EXERCISE DIRECTIONS:
Please copy the records below word for word, keeping every line in its original order. Leave the picture out of your copy.

MATERIAL FOR THE TASK:
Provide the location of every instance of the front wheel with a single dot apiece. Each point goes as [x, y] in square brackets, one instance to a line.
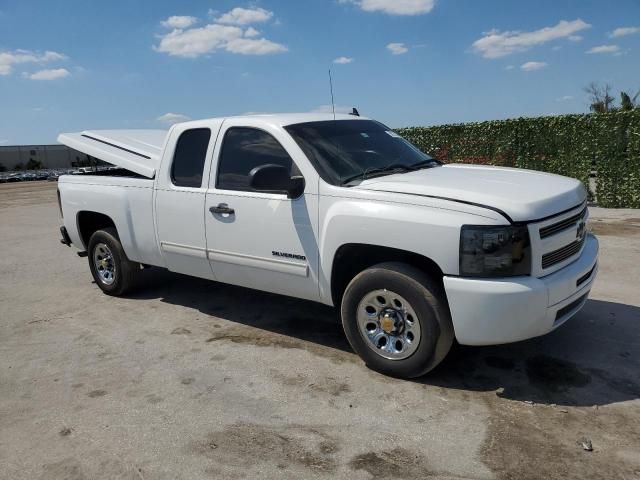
[397, 319]
[112, 271]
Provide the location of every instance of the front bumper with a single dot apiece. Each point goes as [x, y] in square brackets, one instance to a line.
[489, 312]
[65, 240]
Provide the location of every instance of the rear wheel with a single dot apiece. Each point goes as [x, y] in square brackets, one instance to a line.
[112, 271]
[396, 318]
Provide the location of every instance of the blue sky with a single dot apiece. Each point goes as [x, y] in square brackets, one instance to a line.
[68, 65]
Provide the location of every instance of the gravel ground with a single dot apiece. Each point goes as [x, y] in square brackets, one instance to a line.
[193, 379]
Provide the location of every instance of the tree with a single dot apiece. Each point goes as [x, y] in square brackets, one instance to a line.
[600, 97]
[627, 102]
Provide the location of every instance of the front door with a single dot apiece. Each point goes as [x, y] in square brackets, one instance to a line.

CORRECT OUTPUT:
Provide the location of every instance of the front wheel with a single dot apiece. Each point goes as [x, y] in square brackets, one instance to a line.
[397, 319]
[112, 271]
Provide the location of every instance of the front bumper with a single dot apiece. Each point goes as [x, y] in square brackets, one instance to a line.
[489, 312]
[65, 240]
Provide the location of every instance of the rear wheel with a single dot apiece. Each point goes as [x, y] in square brackets, one instance to a line.
[112, 271]
[396, 318]
Provide the location of every instance of the blue sky with a single dot apiece. Each point goes as [x, y] in square brackets, one instance to a line.
[68, 65]
Provide the location of every instance of the gravel ground with a single dot apiece. Each point goes as [x, y] in square brackets, one instance to a line.
[193, 379]
Provide the location of every instance of the tree with a single dot apiece. Each point goes as [x, y] in square brackets, one instance to a line.
[600, 97]
[627, 102]
Provide the location of every instance of the front door with a single dot apiece. Each point goes as [x, y] in square brackets, one instance to a line.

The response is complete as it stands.